## TO BE DONE
Reproduce word for word the portion of the deepfake detection abstract that opens with the words "Aim: The purpose" and closes after "public speaking videos.".

## DOCUMENT SEGMENT
Aim: The purpose of the article is to present the hypothesis that the use of discrepancies in audiovisual materials can significantly increase the effectiveness of detecting various types of deepfake and related threats. In order to verify this hypothesis, the authors proposed a new method that reveals inconsistencies in both multiple modalities simultaneously and within individual modalities separately, enabling them to effectively distinguish between authentic and altered public speaking videos.

Project and methods: The proposed approach is to integrate audio and visual signals in a so-called fine-grained manner, and then carry out binary classification processes based on calculated adjustments to the classification results of each modality. The method has been tested using various network architectures, in particular Capsule networks – for deep anomaly detection and Swin Transformer – for image classification. Pre-processing included frame extraction and face detection using the MTCNN algorithm, as well as conversion of audio to mel spectrograms to better reflect human auditory perception. The proposed technique was tested on multimodal deepfake datasets, namely FakeAVCeleb and TMC, along with a custom dataset containing 4,700 recordings. The method has shown high performance in identifying deepfake threats in various test scenarios.

Results: The method proposed by the authors achieved better AUC and accuracy compared to other reference methods, confirming its effectiveness in the analysis of multimodal artefacts. The test results confirm that it is effective in detecting modified videos in a variety of test scenarios which can be considered an advance over existing deepfake detection techniques. The results highlight the adaptability of the method in various architectures of feature extraction networks.

## DATASET
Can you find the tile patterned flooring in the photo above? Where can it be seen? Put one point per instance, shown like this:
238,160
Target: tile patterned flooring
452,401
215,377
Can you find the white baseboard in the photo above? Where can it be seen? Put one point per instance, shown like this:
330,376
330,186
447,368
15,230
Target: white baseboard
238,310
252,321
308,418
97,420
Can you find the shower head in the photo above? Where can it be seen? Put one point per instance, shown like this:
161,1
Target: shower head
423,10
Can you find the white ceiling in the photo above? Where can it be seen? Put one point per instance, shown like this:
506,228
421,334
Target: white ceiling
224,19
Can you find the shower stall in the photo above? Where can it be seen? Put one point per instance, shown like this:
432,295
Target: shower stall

* * *

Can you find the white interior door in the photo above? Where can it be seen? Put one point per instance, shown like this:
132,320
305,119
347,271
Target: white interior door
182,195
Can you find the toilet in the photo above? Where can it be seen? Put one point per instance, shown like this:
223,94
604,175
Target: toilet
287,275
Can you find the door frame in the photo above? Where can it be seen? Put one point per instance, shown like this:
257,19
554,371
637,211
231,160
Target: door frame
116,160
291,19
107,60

...

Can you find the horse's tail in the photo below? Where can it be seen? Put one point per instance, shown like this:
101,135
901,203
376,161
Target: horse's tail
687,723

## RESPONSE TO THE EXERCISE
Aim: The purpose of the article is to present the hypothesis that the use of discrepancies in audiovisual materials can significantly increase the effectiveness of detecting various types of deepfake and related threats. In order to verify this hypothesis, the authors proposed a new method that reveals inconsistencies in both multiple modalities simultaneously and within individual modalities separately, enabling them to effectively distinguish between authentic and altered public speaking videos.